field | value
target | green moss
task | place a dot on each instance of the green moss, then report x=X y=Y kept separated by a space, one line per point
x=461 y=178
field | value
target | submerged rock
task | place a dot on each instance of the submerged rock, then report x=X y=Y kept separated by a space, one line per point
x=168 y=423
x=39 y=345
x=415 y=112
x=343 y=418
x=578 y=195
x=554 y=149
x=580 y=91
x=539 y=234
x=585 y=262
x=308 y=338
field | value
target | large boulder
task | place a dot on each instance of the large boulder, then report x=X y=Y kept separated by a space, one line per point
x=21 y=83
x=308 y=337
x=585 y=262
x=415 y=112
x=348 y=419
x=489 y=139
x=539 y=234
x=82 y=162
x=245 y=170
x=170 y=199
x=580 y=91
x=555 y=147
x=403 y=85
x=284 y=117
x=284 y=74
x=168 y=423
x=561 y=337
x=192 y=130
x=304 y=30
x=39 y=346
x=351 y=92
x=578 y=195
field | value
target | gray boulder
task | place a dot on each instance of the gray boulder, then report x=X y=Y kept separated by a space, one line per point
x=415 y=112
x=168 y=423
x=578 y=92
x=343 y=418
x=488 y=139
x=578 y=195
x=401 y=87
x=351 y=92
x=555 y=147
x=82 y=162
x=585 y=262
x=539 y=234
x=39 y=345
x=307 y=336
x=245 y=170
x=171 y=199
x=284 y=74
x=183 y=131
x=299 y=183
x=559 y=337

■ **练习任务**
把上面的全部行逐一放进一个编号列表，空行不计入。

■ **练习作答**
1. field | value
2. target | green moss
3. task | place a dot on each instance of the green moss, then report x=X y=Y kept separated by a space, one line per point
4. x=461 y=178
5. field | value
6. target | submerged rock
7. task | place a dot on each instance of the submerged rock, then report x=X y=Y kept separated by a space, one line per point
8. x=168 y=423
9. x=39 y=345
10. x=415 y=112
11. x=343 y=418
12. x=578 y=195
13. x=554 y=149
14. x=580 y=91
15. x=539 y=234
16. x=585 y=262
17. x=308 y=338
18. field | value
19. target | large boulder
20. task | place a dot on each instance of the large boulder, then report x=X y=Y kept separated by a space, one line per point
21. x=21 y=83
22. x=308 y=337
23. x=585 y=262
24. x=415 y=112
25. x=348 y=419
26. x=489 y=139
27. x=539 y=234
28. x=82 y=162
29. x=245 y=170
30. x=170 y=199
31. x=580 y=91
32. x=555 y=147
33. x=403 y=85
34. x=284 y=117
35. x=284 y=74
36. x=168 y=423
37. x=561 y=337
38. x=192 y=130
39. x=304 y=30
40. x=39 y=346
41. x=351 y=92
42. x=578 y=195
43. field | value
44. target | gray boulder
45. task | place a dot on each instance of the gray boulder, then report x=X y=Y kept separated by a space, one line per point
46. x=415 y=112
47. x=168 y=423
48. x=578 y=92
49. x=343 y=418
50. x=488 y=139
51. x=578 y=195
52. x=401 y=87
53. x=351 y=92
54. x=555 y=147
55. x=82 y=162
56. x=585 y=262
57. x=539 y=234
58. x=39 y=345
59. x=307 y=336
60. x=245 y=170
61. x=171 y=199
62. x=284 y=74
63. x=183 y=131
64. x=299 y=183
65. x=559 y=337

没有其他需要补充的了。